[RECORD EXTRACTS]
+++
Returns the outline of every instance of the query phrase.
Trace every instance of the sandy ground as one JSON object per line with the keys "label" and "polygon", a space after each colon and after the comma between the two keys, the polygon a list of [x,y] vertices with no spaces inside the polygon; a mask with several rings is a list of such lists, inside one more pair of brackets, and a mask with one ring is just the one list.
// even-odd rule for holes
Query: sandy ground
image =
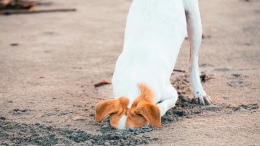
+++
[ABOUT THIS TASK]
Wherever a line in the records contains the word "instance", copy that line.

[EXERCISE RESULT]
Returns the outline of every instance of the query phrase.
Trace every instance of the sandy ground as one JSON object per line with the keys "label" and "polygon", a space after each colon and after the comma between the two keys, the polygon a list of [x,y] vertices with no spaces inside the polygon; a mask with several rings is a list of such lists, inside one more pair of brackets, and a mask with one ring is just the one list.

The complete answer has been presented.